[Given data]

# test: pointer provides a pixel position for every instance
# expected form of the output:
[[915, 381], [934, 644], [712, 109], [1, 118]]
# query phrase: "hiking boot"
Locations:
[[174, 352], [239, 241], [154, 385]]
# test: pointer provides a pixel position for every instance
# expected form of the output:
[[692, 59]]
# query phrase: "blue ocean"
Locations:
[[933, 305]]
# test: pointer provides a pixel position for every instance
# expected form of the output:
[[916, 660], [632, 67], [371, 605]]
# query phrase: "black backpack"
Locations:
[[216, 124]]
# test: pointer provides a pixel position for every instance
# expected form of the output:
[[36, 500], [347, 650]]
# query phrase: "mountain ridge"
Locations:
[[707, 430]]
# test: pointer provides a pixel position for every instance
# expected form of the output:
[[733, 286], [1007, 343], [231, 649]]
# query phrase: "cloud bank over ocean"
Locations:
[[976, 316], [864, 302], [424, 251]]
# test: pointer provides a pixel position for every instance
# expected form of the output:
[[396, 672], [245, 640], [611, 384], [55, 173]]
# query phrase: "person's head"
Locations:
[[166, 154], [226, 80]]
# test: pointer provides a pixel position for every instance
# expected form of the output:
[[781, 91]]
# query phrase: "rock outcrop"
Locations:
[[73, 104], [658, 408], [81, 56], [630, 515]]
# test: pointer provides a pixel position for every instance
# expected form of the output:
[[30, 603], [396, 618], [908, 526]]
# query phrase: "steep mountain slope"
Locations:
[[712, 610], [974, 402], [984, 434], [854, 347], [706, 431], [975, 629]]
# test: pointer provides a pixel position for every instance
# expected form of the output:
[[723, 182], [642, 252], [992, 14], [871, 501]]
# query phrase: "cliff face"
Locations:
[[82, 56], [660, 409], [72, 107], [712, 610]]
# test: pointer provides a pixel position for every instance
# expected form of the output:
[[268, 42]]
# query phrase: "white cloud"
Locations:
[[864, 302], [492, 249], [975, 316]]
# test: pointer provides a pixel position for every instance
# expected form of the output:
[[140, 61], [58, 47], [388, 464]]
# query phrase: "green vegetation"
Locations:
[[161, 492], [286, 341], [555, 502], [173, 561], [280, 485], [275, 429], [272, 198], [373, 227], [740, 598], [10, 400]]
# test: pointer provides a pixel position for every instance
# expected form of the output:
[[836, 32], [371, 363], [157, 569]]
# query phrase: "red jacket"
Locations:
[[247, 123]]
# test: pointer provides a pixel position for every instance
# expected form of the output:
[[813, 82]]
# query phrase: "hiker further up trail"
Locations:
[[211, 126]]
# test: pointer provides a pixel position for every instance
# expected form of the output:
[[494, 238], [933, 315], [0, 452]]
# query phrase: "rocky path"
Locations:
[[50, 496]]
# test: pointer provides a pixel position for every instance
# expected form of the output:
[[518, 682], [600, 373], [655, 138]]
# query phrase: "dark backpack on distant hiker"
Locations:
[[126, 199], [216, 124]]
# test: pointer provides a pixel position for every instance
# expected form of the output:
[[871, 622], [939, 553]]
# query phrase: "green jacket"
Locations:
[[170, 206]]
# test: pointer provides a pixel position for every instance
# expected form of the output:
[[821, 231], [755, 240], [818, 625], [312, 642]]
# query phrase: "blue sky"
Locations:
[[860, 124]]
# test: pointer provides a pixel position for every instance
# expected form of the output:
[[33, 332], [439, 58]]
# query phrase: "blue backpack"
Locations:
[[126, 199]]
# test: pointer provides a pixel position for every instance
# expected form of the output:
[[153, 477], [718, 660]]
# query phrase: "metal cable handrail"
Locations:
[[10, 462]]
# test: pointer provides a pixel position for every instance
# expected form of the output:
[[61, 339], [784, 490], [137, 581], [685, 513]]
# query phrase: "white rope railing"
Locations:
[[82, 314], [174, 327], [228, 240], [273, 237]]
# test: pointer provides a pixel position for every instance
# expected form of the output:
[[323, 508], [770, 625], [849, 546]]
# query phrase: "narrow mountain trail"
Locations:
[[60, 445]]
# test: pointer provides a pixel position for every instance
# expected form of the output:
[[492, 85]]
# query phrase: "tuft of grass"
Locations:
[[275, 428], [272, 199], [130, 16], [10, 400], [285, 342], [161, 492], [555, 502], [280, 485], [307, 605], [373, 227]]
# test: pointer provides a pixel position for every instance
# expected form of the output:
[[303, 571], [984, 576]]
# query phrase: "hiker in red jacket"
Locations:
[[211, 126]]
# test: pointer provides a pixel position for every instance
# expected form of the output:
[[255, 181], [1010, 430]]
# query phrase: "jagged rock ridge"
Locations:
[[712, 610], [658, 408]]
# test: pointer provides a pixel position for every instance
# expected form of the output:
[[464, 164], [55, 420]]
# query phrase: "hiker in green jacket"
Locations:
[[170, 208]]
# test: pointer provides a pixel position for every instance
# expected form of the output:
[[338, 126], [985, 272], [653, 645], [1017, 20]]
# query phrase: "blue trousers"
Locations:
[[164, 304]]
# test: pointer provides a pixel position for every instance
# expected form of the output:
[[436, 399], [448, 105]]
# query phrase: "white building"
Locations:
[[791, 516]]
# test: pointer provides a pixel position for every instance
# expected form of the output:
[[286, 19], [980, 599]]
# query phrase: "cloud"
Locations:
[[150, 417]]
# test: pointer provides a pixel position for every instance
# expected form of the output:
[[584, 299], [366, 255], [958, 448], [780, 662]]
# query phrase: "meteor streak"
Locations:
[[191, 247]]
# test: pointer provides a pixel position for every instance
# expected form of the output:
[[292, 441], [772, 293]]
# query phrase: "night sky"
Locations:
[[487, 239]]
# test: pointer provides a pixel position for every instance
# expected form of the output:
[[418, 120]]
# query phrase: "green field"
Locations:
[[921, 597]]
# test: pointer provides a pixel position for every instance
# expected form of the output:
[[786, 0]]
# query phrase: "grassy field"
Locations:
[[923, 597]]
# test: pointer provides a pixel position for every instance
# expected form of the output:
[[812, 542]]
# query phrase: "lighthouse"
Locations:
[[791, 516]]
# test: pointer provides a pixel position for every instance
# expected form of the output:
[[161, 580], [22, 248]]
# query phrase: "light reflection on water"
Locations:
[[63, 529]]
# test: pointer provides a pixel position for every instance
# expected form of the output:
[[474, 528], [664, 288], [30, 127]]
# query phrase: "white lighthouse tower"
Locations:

[/Given data]

Task to carry out: Please give back all of the records exactly as written.

Solution below:
# test: pointer provides a pixel position for every instance
# expected form of the output:
[[915, 381], [934, 644], [712, 109], [1, 118]]
# query phrase: "hiking boot"
Locations:
[[174, 352], [239, 241], [154, 385]]
# test: pointer provides a pixel position for every instance
# expected form of the output:
[[692, 59]]
# query phrase: "blue ocean"
Locations:
[[933, 305]]
# test: pointer provides a pixel position for every instance
# expected form of the output:
[[916, 660], [632, 67], [371, 605]]
# query phrase: "black backpack"
Locations:
[[216, 124]]
# test: pointer provides a pixel position for every instance
# expected form of the output:
[[36, 500], [347, 650]]
# query phrase: "mountain ridge"
Locations:
[[707, 430]]
# test: pointer provides a pixel position for every instance
# expected form of the output:
[[733, 286], [1007, 343], [231, 649]]
# query phrase: "cloud bank over ocean"
Locations:
[[976, 316], [864, 302], [424, 251]]
# test: pointer provides a pixel position for every instance
# expected form of the output:
[[396, 672], [245, 640], [611, 384], [55, 173]]
# query phrase: "person's head"
Locations:
[[166, 154], [226, 80]]
# test: pointer provides a pixel position for every instance
# expected form of the output:
[[781, 91]]
# query phrase: "rock outcrop"
Locations:
[[73, 104], [658, 408], [81, 56], [630, 515]]
# test: pointer provides a pixel position for every instance
# expected form of the output:
[[30, 603], [396, 618], [908, 526]]
# query phrase: "steep mountain slope"
Locations:
[[712, 610], [974, 402], [984, 434], [854, 347], [706, 431], [975, 629]]
# test: pointer provides a pixel position for every instance
# expected form of the output:
[[723, 182], [642, 252], [992, 14], [871, 501]]
# query phrase: "cliff face"
Locations:
[[82, 56], [660, 409], [72, 107], [712, 610]]
# test: pointer provides a pixel position for every instance
# expected form of the output:
[[268, 42]]
# query phrase: "white cloud"
Locations:
[[864, 302], [492, 249], [975, 316]]
# test: pointer provides a pixel position for every instance
# expected form of the output:
[[140, 61], [58, 47], [388, 464]]
# query phrase: "green vegetation"
Locations:
[[161, 492], [286, 341], [555, 502], [173, 561], [280, 485], [275, 429], [272, 198], [373, 227], [740, 598], [10, 400]]
# test: pointer provides a pixel position for every instance
# expected form of the output:
[[836, 32], [371, 363], [157, 569]]
# query phrase: "red jacket"
Locations:
[[247, 123]]
# test: pointer provides a pixel position for every instance
# expected form of the output:
[[813, 82]]
# query phrase: "hiker further up trail"
Locations:
[[211, 126]]
# test: pointer provides a pixel position for every instance
# expected form of the output:
[[494, 238], [933, 315], [0, 452]]
# query phrase: "rocky path"
Locations:
[[50, 496]]
# test: pointer provides a pixel position for every instance
# expected form of the output:
[[518, 682], [600, 373], [655, 138]]
# query phrase: "dark backpack on distant hiker"
Locations:
[[126, 199], [216, 124]]
# test: pointer provides a pixel position for every instance
# expected form of the output:
[[871, 622], [939, 553]]
# query phrase: "green jacket"
Locations:
[[170, 206]]
# test: pointer provides a pixel position for every instance
# expected form of the output:
[[821, 231], [755, 240], [818, 625], [312, 642]]
# query phrase: "blue sky"
Locations:
[[860, 124]]
# test: pointer provides a pixel position for every instance
# expected form of the output:
[[33, 332], [439, 58]]
# query phrase: "blue backpack"
Locations:
[[126, 199]]
# test: pointer provides a pixel position for every instance
# expected form of the output:
[[153, 477], [718, 660]]
# query phrase: "metal cable handrail"
Locations:
[[10, 462]]
# test: pointer provides a pixel position for every instance
# expected form of the output:
[[61, 339], [784, 490], [137, 581], [685, 513]]
# query phrase: "white rope railing"
Locations:
[[82, 314], [174, 327], [228, 240], [273, 237]]
# test: pointer provides a pixel position for every instance
# expected form of the output:
[[323, 508], [770, 625], [849, 546]]
# query phrase: "narrow mountain trail"
Locations:
[[60, 445]]
# test: pointer provides a pixel position for every instance
# expected form of the output:
[[492, 85]]
# query phrase: "tuft of grass"
Locations:
[[275, 428], [272, 199], [130, 16], [10, 400], [285, 342], [161, 492], [555, 502], [280, 485], [307, 605], [373, 227]]
# test: pointer provides a pixel position for every instance
# expected form of the output:
[[303, 571], [984, 576]]
# query phrase: "hiker in red jacket"
Locations:
[[211, 126]]
# test: pointer provides a pixel position for every instance
# expected form of the output:
[[255, 181], [1010, 430]]
# query phrase: "jagged rock ridge"
Locations:
[[712, 610], [658, 408]]
# test: pointer provides a pixel position for every instance
# expected form of the output:
[[464, 164], [55, 420]]
# query phrase: "hiker in green jacket"
Locations:
[[170, 208]]
# test: pointer provides a pixel position for every instance
# expected form of the output:
[[338, 126], [985, 272], [653, 645], [1017, 20]]
# query phrase: "blue trousers"
Locations:
[[164, 304]]
# test: pointer provides a pixel position for every instance
# expected form of the output:
[[436, 399], [448, 105]]
# query phrase: "white building"
Locations:
[[791, 516]]
# test: pointer provides a pixel position for every instance
# expected form of the output:
[[286, 19], [980, 599]]
# query phrase: "cloud"
Locations:
[[150, 417]]
# test: pointer provides a pixel position for every instance
# expected form of the output:
[[584, 299], [366, 255], [958, 448], [780, 662]]
# query phrase: "meteor streak"
Locations:
[[191, 247]]
# test: pointer provides a pixel position for every instance
# expected form of the output:
[[292, 441], [772, 293]]
# query phrase: "night sky"
Locations:
[[487, 239]]
# test: pointer provides a pixel position for every instance
# expected form of the output:
[[418, 120]]
# query phrase: "green field"
Locations:
[[921, 597]]
# test: pointer provides a pixel position for every instance
# expected form of the output:
[[786, 0]]
# query phrase: "grassy field"
Locations:
[[923, 597]]
# test: pointer provides a pixel position for every instance
# expected form of the output:
[[812, 542]]
# query phrase: "lighthouse"
Locations:
[[791, 516]]
# test: pointer provides a pixel position for every instance
# expected form of the output:
[[161, 580], [22, 248]]
# query phrase: "light reflection on water"
Locations:
[[63, 529]]
# test: pointer provides a pixel position for every instance
# expected form of the output:
[[474, 528], [664, 288], [30, 127]]
# query phrase: "white lighthouse tower"
Locations:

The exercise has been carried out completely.